• [DIRECTION] Copy all of the rows below with every "pin" swapped for "dot", and leave everything else unchanged.

• [DATASET CONTENT]
## Begin
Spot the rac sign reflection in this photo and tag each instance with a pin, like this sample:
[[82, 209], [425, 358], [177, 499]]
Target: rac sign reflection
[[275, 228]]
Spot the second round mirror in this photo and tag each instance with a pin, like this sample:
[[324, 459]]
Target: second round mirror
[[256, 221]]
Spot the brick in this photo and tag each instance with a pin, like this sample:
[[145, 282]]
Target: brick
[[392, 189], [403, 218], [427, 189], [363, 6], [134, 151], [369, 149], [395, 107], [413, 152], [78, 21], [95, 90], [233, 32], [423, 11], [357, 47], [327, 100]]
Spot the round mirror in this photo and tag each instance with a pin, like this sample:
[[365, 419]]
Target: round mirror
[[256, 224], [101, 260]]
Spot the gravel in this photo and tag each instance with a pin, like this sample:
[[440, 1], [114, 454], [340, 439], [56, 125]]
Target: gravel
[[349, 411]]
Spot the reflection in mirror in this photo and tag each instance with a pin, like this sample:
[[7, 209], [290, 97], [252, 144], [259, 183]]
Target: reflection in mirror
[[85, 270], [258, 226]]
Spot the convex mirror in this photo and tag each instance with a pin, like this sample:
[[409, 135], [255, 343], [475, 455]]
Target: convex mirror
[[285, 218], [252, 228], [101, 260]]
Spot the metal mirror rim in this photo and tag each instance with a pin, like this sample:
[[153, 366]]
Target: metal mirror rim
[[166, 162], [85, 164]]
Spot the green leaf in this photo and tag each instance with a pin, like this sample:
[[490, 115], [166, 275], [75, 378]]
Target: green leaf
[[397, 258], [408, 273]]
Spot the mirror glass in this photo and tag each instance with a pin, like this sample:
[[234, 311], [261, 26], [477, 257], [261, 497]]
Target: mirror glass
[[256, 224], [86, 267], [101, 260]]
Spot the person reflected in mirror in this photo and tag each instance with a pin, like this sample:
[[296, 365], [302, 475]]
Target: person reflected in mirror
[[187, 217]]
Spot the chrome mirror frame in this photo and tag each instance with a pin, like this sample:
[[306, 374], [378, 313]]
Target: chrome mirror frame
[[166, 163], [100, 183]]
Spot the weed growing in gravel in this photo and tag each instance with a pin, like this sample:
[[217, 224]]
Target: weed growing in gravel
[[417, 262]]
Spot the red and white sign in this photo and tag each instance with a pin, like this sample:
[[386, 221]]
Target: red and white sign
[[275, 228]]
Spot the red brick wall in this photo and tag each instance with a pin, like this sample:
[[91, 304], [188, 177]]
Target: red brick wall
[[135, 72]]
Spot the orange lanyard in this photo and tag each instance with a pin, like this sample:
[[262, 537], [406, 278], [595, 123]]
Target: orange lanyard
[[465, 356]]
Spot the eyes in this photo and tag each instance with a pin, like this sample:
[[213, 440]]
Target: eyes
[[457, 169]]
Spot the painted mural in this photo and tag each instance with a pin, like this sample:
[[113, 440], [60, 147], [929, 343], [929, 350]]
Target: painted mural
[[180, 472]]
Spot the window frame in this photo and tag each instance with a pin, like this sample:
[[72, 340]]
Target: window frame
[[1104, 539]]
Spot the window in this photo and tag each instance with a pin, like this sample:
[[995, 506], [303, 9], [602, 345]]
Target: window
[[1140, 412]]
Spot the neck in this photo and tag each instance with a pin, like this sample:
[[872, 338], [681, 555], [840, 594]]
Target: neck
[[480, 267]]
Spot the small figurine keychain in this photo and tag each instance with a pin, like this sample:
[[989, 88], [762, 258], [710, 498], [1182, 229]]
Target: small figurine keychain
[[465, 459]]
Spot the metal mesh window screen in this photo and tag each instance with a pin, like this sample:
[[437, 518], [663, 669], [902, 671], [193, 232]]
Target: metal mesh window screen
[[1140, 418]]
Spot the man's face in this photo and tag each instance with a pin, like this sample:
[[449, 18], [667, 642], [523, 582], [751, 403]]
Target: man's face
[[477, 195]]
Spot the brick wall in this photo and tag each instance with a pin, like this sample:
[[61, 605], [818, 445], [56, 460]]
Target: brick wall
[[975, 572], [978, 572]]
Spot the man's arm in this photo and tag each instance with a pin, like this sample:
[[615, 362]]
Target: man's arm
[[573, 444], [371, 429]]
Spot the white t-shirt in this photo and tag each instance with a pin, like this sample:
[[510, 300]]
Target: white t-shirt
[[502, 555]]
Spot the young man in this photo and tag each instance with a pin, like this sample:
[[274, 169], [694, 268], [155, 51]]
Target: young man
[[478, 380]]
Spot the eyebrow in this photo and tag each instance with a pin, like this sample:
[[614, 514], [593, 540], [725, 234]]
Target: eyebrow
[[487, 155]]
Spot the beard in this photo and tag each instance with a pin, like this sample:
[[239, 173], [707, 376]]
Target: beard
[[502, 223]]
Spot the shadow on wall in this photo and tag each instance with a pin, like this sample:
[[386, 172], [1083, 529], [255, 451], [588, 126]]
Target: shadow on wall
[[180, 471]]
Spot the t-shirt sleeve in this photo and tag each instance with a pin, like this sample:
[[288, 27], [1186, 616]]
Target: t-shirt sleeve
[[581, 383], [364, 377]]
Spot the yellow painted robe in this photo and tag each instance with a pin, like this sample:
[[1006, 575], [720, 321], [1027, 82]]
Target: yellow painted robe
## End
• [OUTPUT OF THE TASK]
Spot the rac sign reflection in this photo and tag each instance with a dot, like this sample:
[[82, 209], [425, 358], [177, 499]]
Target: rac sign reflection
[[275, 228]]
Spot the second round mirror in this photo and tag each instance with a dot, like this sample:
[[324, 459]]
Target: second round mirror
[[256, 221]]
Spot the brick in this photo and tag each instance with a dot, like this sample:
[[145, 282]]
Target: brick
[[392, 189], [403, 218], [427, 189], [363, 6], [134, 151], [369, 149], [395, 107], [413, 152], [78, 21], [95, 90], [233, 32], [423, 11], [357, 47], [327, 100]]
Spot the round mirror in this photo and tag each instance with a dot, like this sample:
[[365, 419]]
Target: round mirror
[[256, 224], [101, 260]]
Spot the gravel in this photo and tag each instance with a dot, like this sample:
[[440, 1], [114, 454], [340, 439], [56, 125]]
Target: gravel
[[349, 411]]
Spot the reflection in mirror in this photo and tag each instance with a dot, like this sample:
[[7, 209], [290, 97], [252, 144], [259, 183]]
Target: reflection in mirror
[[85, 270], [258, 226]]
Spot the convex mirror in this photo and tag each instance with a dot, like this sample:
[[409, 135], [255, 343], [475, 455]]
Target: convex mirror
[[285, 218], [252, 228], [101, 260]]
Spot the metal mirror rim in this photo and tag each instance with a dot, like this sample:
[[153, 366]]
Target: metal mirror rim
[[166, 162], [85, 164]]
Spot the green leaf in this photo and tag each instance with a dot, like this sample:
[[490, 115], [166, 275], [75, 378]]
Target: green leaf
[[397, 258], [408, 273]]
Spot the mirror glass in this photo and tag each instance with a dot, like this sample:
[[234, 311], [261, 26], [477, 257], [261, 497]]
Target: mirror glass
[[256, 224], [86, 267], [101, 260]]
Spot the person reflected in mirror in this photo and tag each instance with a dot, like this sample:
[[296, 365], [302, 475]]
Target: person reflected in mirror
[[187, 217]]
Spot the chrome mirror frame in this photo and tag each instance with a dot, like this sample:
[[306, 374], [378, 313]]
Target: chrome mirror frame
[[166, 163], [100, 183]]
Spot the weed growing in gravel in this photo and tag each instance with a dot, like this sample:
[[217, 224]]
Target: weed growing in gravel
[[417, 262]]
Spot the red and white sign in this photo and tag each instance with a dot, like this sample:
[[386, 221]]
Target: red and white sign
[[275, 228]]
Spot the red brick wall in this photo and tag each instance with a dot, like this sample:
[[91, 304], [188, 177]]
Target: red brick wall
[[135, 72]]
Spot the orange lanyard in this photo and tag each instance with a dot, like this sample:
[[262, 537], [406, 278], [595, 123]]
Target: orange lanyard
[[465, 356]]
Spot the eyes in this photo and tag each instance with a dot, like this sample:
[[213, 440]]
Target: eyes
[[457, 169]]
Spot the painted mural in this photo and tag each instance with a dot, like this sample:
[[113, 440], [60, 147], [929, 343], [929, 350]]
Target: painted mural
[[180, 472]]
Spot the window frame in this photo and tag each instance with a dot, like this sample:
[[72, 340]]
Target: window frame
[[1104, 539]]
Spot the window in this photo and tag each instance with a dot, like this sample:
[[995, 506], [303, 9], [602, 345]]
Target: window
[[1140, 412]]
Spot the neck in this photo and tag each instance with a dot, like this sample:
[[872, 338], [681, 555], [840, 594]]
Target: neck
[[480, 267]]
Spot the small figurine keychain in this photo and tag each instance with a dot, like this sample:
[[989, 88], [762, 258], [710, 498], [1182, 229]]
Target: small figurine keychain
[[465, 459]]
Spot the metal mesh window screen in this photo and tag each instance with a dot, like this sample:
[[437, 518], [663, 669], [902, 671], [193, 232]]
Target: metal mesh window screen
[[1140, 418]]
Spot the man's face in this photo and tag each instance with a dot, like this sample:
[[449, 18], [667, 642], [523, 582], [751, 403]]
Target: man's face
[[477, 195]]
Spot the brick wall in this photo and tag each instance with a dot, like this sample:
[[61, 605], [818, 445], [56, 460]]
Target: brick wall
[[975, 572], [978, 572]]
Spot the man's arm in this photo and tag each instance with a dot, like this sample:
[[615, 362]]
Target: man's arm
[[573, 444], [371, 429]]
Spot the white t-shirt in this photo and tag each instance with a dot, like this sample:
[[510, 300]]
Target: white t-shirt
[[502, 555]]
Spot the young man in this photo and tag each instance with a dot, like this sample:
[[274, 169], [694, 268], [155, 51]]
Target: young man
[[478, 380]]
Spot the eyebrow in this photo and tag each instance with a dot, like this sample:
[[614, 514], [593, 540], [725, 234]]
Target: eyebrow
[[487, 155]]
Spot the beard in this photo and tag each instance with a dot, like this sample:
[[239, 173], [707, 376]]
Target: beard
[[502, 223]]
Spot the shadow on wall in this photo and tag each instance with a dot, like this sample:
[[386, 172], [1083, 529], [255, 451], [588, 126]]
Target: shadow on wall
[[180, 471]]
Spot the t-shirt sleeve in this photo and tag each instance with a dot, like this sample:
[[288, 27], [1186, 616]]
Target: t-shirt sleeve
[[581, 383], [364, 377]]
Spot the yellow painted robe in this photo and tag each instance with a dot, like this sample:
[[1006, 575], [720, 321], [1027, 82]]
Target: yellow painted robe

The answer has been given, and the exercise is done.